### [Extrait du document]

Une action de médiation culturelle qui donne à réfléchir.

Au départ déroutant, avec des séances filant à toute allure, ce projet a fini à mon sens par aboutir au moins à l'un de ses objectifs fondamentaux : développer l'écoute mutuelle des personnes à l'occasion d'une pratique musicale de groupe. Il y a eu un réel progrès de ce côté-là, même si les consignes ont toujours eu un peu de mal à être bien suivies par tous. C'était donc une belle surprise pour moi, puisque j'avais peur que la dernière séance n'aboutisse à rien de plus que les précédentes. Si c'était à refaire, j'envisagerais bien sûr un plus grand nombre de séances.

En dehors des questions sur le comportement, se pose aussi celle de la réception du projet et des séances par les membres du groupe. Les retours du personnel, plus à même d'interpréter leur réaction, était que les séances leur plaisaient. D'ailleurs, ils redemandaient d'une semaine sur l'autre quand nous reviendrions. L'idée, donc, nous semblait bonne. En revanche, il a souvent fallu aller vers la simplification pour maintenir au maximum l'attention de chacun. Par exemple, nous avons eu à aller davantage vers la démonstration que vers la parole pour nous faire comprendre. De plus, notre idée initiale de leur faire jouer un morceau composé, avec de l'improvisation, s'est vite muée en l'idée de rester sur une improvisation, bien que régie par des consignes ou contraintes, que nous testions au cours des séances pour définir celles qui pouvaient fonctionner le mieux. En effet, passer par l'écrit n'était pas envisageable, mais même notre idée de leur faire retenir des éléments (comme l'attribution de rôles) ne marchait pas, puisqu'ils en oubliaient la plupart en l'espace d'une semaine.

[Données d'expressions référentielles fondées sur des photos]

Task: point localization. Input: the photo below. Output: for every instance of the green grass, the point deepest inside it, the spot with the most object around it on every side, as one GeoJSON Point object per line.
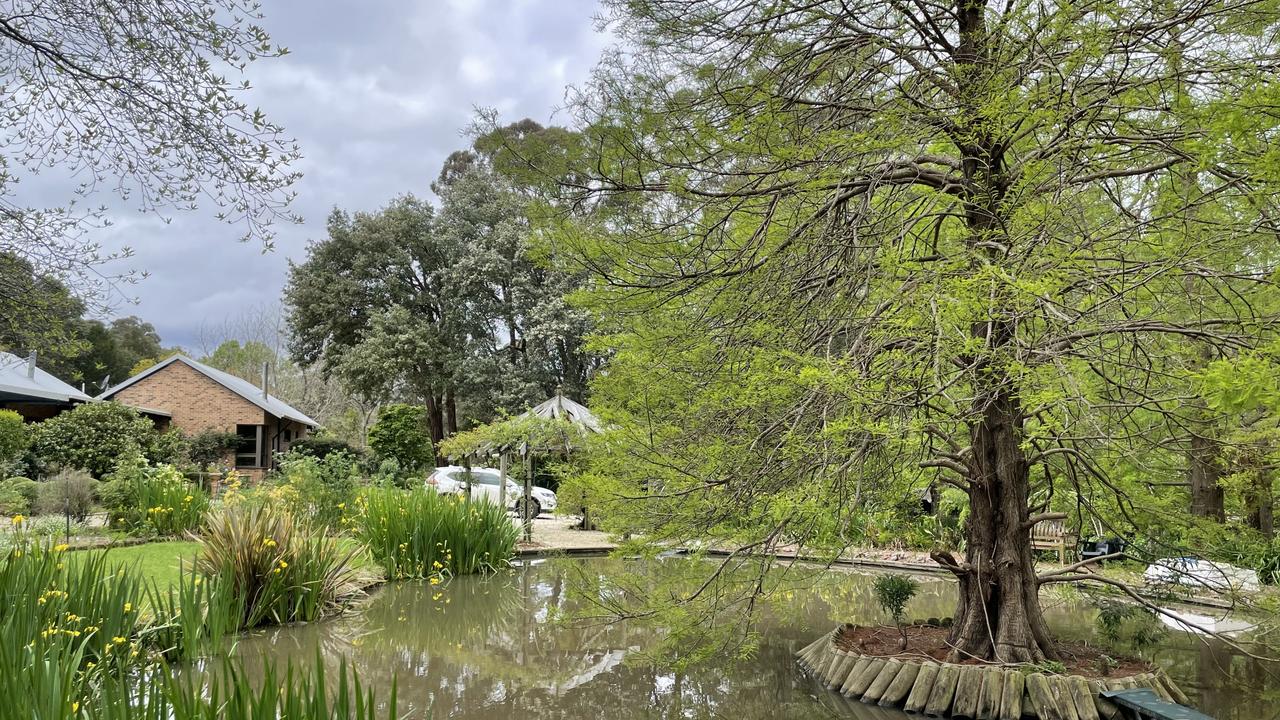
{"type": "Point", "coordinates": [159, 561]}
{"type": "Point", "coordinates": [156, 561]}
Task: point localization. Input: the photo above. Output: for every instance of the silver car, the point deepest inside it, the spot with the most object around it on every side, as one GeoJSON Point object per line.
{"type": "Point", "coordinates": [485, 483]}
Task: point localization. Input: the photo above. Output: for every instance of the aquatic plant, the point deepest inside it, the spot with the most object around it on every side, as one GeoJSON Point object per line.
{"type": "Point", "coordinates": [417, 533]}
{"type": "Point", "coordinates": [279, 570]}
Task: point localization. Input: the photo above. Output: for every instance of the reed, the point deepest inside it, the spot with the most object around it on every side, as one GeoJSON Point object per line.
{"type": "Point", "coordinates": [277, 569]}
{"type": "Point", "coordinates": [419, 533]}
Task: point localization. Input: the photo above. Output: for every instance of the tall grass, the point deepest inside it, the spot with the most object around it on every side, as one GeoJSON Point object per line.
{"type": "Point", "coordinates": [274, 568]}
{"type": "Point", "coordinates": [196, 618]}
{"type": "Point", "coordinates": [154, 501]}
{"type": "Point", "coordinates": [419, 533]}
{"type": "Point", "coordinates": [233, 693]}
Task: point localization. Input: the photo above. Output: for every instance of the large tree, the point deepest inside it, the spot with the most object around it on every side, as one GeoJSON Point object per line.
{"type": "Point", "coordinates": [137, 98]}
{"type": "Point", "coordinates": [924, 233]}
{"type": "Point", "coordinates": [457, 308]}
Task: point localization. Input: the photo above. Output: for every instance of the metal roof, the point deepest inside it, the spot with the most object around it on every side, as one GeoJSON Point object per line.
{"type": "Point", "coordinates": [240, 386]}
{"type": "Point", "coordinates": [39, 386]}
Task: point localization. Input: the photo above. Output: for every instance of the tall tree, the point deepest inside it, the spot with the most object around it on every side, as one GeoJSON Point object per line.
{"type": "Point", "coordinates": [932, 232]}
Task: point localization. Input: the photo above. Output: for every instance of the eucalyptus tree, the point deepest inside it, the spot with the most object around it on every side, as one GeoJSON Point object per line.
{"type": "Point", "coordinates": [929, 233]}
{"type": "Point", "coordinates": [135, 98]}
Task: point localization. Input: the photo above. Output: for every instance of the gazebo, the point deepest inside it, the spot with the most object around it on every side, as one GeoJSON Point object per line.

### [Tâche à réaliser 1]
Mettez à jour le passage du bilan de l'action de médiation culturelle qui va de « Une action de » jusqu'à « nombre de séances. », en remplaçant « séances » par « rencontres ».
### [Tâche à réaliser 2]
Poursuivez le bilan de l'action de médiation culturelle à partir de l'endroit où il s'arrête.
Le listing provient d'une autre source.

### [Résultat obtenu 1]
Une action de médiation culturelle qui donne à réfléchir.

Au départ déroutant, avec des rencontres filant à toute allure, ce projet a fini à mon sens par aboutir au moins à l'un de ses objectifs fondamentaux : développer l'écoute mutuelle des personnes à l'occasion d'une pratique musicale de groupe. Il y a eu un réel progrès de ce côté-là, même si les consignes ont toujours eu un peu de mal à être bien suivies par tous. C'était donc une belle surprise pour moi, puisque j'avais peur que la dernière séance n'aboutisse à rien de plus que les précédentes. Si c'était à refaire, j'envisagerais bien sûr un plus grand nombre de rencontres.

### [Résultat obtenu 2]
Nous ne pouvions donc leur faire jouer un morceau avec des rôles bien définis et différentes parties qu'en décidant avec eux de la marche à suivre le jour même. C'est pourquoi la dernière séance est celle qui a vraiment décidé de la forme du morceau sur lequel ils ont improvisé, les séances précédentes n'ayant été qu'un repérage des procédés qui étaient efficaces pour eux. La version enregistrée de leur improvisation a semblé leur avoir plu, et surtout, bien qu'il ait parfois fallu murmurer à l'un ou l'autre ce qu'il avait à faire s'il l'oubliait pendant le jeu musical, ils ont néanmoins su respecter des consignes qui avaient pour but de les habituer à s'écouter les uns les autres ("s'arrêter lorsqu'on entend le xylophone" etc.). En ce sens, il nous semble que le projet a été réussi, même si évidemment, ces cinq séances ont été très courtes pour un tel projet et que quelques unes en plus auraient pu faire mûrir la chose

De mon côté, j’ai appris à canaliser mes émotions dans le contexte de cette action de médiation auprès d’enfants autistes et malvoyants sinon non-voyants. J’ai remarqué que la mission la plus compliquée était de maintenir leur attention, car la plupart des enfants étaient, comme le disait un éducateur, « dans leur bulle ». Tout comme Laurent le pensait, il me paraît évident qu’un nombre de séances plus conséquent aurait peut-être pu produire un autre « résultat », bien que je n’en sois pas tout à fait convaincu. Cependant, comme de nombreuses sources dont le personnel soignant et des connaissances me l’ont affirmé, il y a tellement de formes d’autisme différentes, qu’il est impossible de vraiment savoir à l’avance comment des séances de création musicale peuvent se dérouler, en fonction des personnes et de leurs maladies.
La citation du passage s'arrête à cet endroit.